*** The data
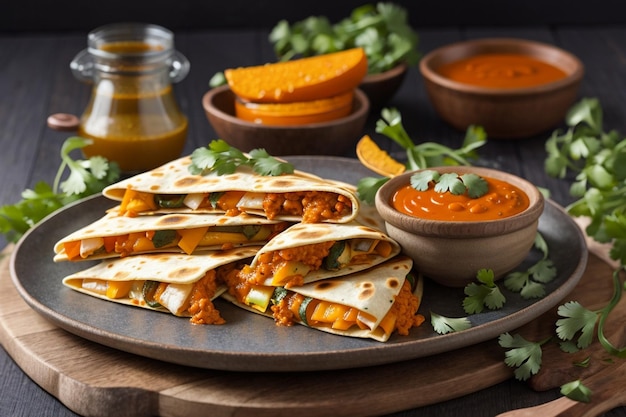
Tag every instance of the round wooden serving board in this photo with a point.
(95, 380)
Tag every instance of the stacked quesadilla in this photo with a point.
(294, 246)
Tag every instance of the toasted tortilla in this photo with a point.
(174, 178)
(113, 225)
(372, 291)
(300, 235)
(180, 270)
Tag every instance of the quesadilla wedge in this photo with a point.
(297, 197)
(181, 284)
(368, 304)
(309, 252)
(114, 236)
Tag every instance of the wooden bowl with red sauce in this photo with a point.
(451, 251)
(477, 92)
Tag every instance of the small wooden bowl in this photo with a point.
(505, 113)
(380, 88)
(452, 252)
(334, 137)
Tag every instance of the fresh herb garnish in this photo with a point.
(86, 177)
(577, 391)
(598, 160)
(423, 155)
(483, 294)
(221, 158)
(474, 185)
(382, 31)
(523, 355)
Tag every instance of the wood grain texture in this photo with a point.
(96, 380)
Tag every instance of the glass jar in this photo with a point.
(132, 116)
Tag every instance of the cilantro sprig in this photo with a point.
(485, 293)
(456, 184)
(420, 156)
(523, 355)
(86, 177)
(382, 30)
(531, 283)
(597, 158)
(221, 158)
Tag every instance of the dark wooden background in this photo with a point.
(61, 15)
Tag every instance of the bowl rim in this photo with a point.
(429, 73)
(455, 228)
(362, 110)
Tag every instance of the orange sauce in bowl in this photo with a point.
(501, 200)
(501, 71)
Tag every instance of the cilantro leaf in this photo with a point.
(450, 182)
(577, 391)
(486, 294)
(443, 325)
(423, 155)
(421, 180)
(223, 159)
(86, 177)
(266, 164)
(524, 355)
(382, 30)
(576, 319)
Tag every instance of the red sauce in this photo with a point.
(502, 71)
(501, 200)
******
- What the task asks: Convert the part of the records from the line containing "Tag every instance of the dark" through the last line into a JSON list of strings, one string per line, with blank lines left out.

- In response:
[
  "Tag every instance of the dark wooden background in this photo with a point.",
  "(61, 15)",
  "Tag every instance of the bowl rim in this photo with a point.",
  "(429, 73)",
  "(455, 228)",
  "(362, 110)",
  "Tag every instance of the orange sauce in bowl in this photo with a point.",
  "(501, 200)",
  "(501, 71)",
  "Tag every instance of the cilantro leaf in this photo with a point.",
  "(450, 182)",
  "(577, 391)",
  "(486, 294)",
  "(443, 325)",
  "(423, 155)",
  "(421, 180)",
  "(223, 159)",
  "(86, 177)",
  "(266, 164)",
  "(524, 355)",
  "(382, 30)",
  "(576, 319)",
  "Tag every instance of the red sauce in this photo with a point.",
  "(502, 71)",
  "(501, 200)"
]